# [WHAT IS REQUIRED]
Transcribe, word for word, the part of the forum thread below about life after college that opens with the words containing "Thing is: Don't" and closes with "college for example.".

Do not waste your time with negative people -- people who denigrate that which they don't understand, or makes them insecure, etc.
Hope that didn't come off as shouting -- really, what happens is largely dependent on you creating the conditions for opportunities.
Well, I may be heading off to the job market if I'm not lucky enough to stay for another sem in my university.
Thing is: Don't jump to conclusions too quickly. What may seem good at the beginning may turn out to be bad, and vice-versa. Don't sweat the small stuff. Of course, if you're already married and with kids, things get more complicated.
How should I say this.. its no more a question of getting out of college with high hopes and finding out real life isnt all fun and games. Its getting out of college thinking that life afterwards has NO fun and games.. when it probably isnt the case.. It isnt because of the recession ; thats a recent thing, though I guess it might have something to do with it. Going into a job market with bright prospects does seem.. kind of exciting atleast, but certainly less than going to college for example.
Bah, this isnt even a very big problem - its not depression or fear, more like uncertainty. in that way, its not really a 'crisis'. I thought it would be an interesting idea to bring it up at asuki, since a lot of people I know feel similarily.
well then again, I'm saying that before graduating, I can imagine plenty of people in their twenties or thirties whose lives just didnt work out the way they wanted.
I think, just like with a lot of problems of similar nature - I (we) might just need a simple 'things will be fine' or 'dont worry so much, there IS life after college'. well, what I would like to hear ( and do hear to an extent ) is that its ok, it might not be better, but its different, and its more than just grind and frustration. I guess when you see the way a lot of young guy work, you do kind of get a picture of working life being completely work. At any rate, I feel better writing this. graduating in a week -a bit of curiousity has replaced some of the fear :)
Well, first of all, congratulations for graduating. :cool:
Getting into the job after school is for most people not easy. The list is long, what could go wrong but thats just, what people imagine.
My friends told me, when they started working, that they were unsure in decisions and sometimes forgot some things, they had to do. But after like 2 month, they learnt a lot, feel better in this company, became friends with the co-workers and felt a lot better.
I think you simply need some time to get used to your job and then you will like it. When this step is done, you will see, that its actually easier, than you thought. ;)
So, keep your head up. :cool:
I wonder if posts like these are a sign of an important demographic shift? There's a whole new generation of teenagers, up the 20 year olds, who don't remember a time with no Twitter, Facebook, YouTube, Google, Wikipedia or, gasp, the World Wide Web. And, now, they are about to enter the big, bad world of adults, which they had, up to now, been fond of mocking instead.

# [RECORDED DATA]

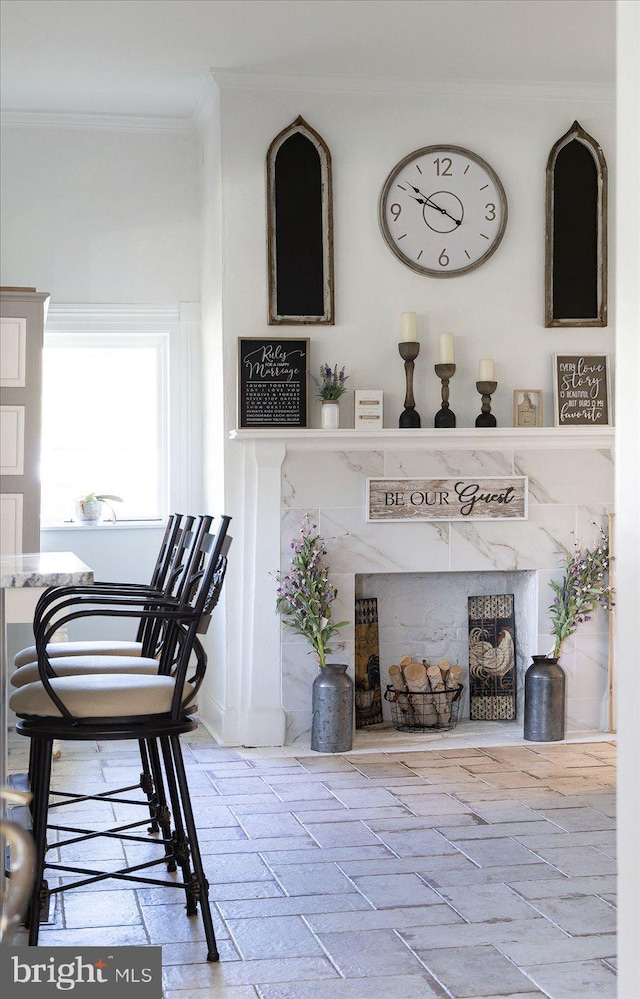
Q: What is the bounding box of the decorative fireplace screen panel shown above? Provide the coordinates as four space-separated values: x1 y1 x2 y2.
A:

# [TASK RESULT]
Thing is: Don't jump to conclusions too quickly. What may seem good at the beginning may turn out to be bad, and vice-versa. Don't sweat the small stuff. Of course, if you're already married and with kids, things get more complicated.
How should I say this.. its no more a question of getting out of college with high hopes and finding out real life isnt all fun and games. Its getting out of college thinking that life afterwards has NO fun and games.. when it probably isnt the case.. It isnt because of the recession ; thats a recent thing, though I guess it might have something to do with it. Going into a job market with bright prospects does seem.. kind of exciting atleast, but certainly less than going to college for example.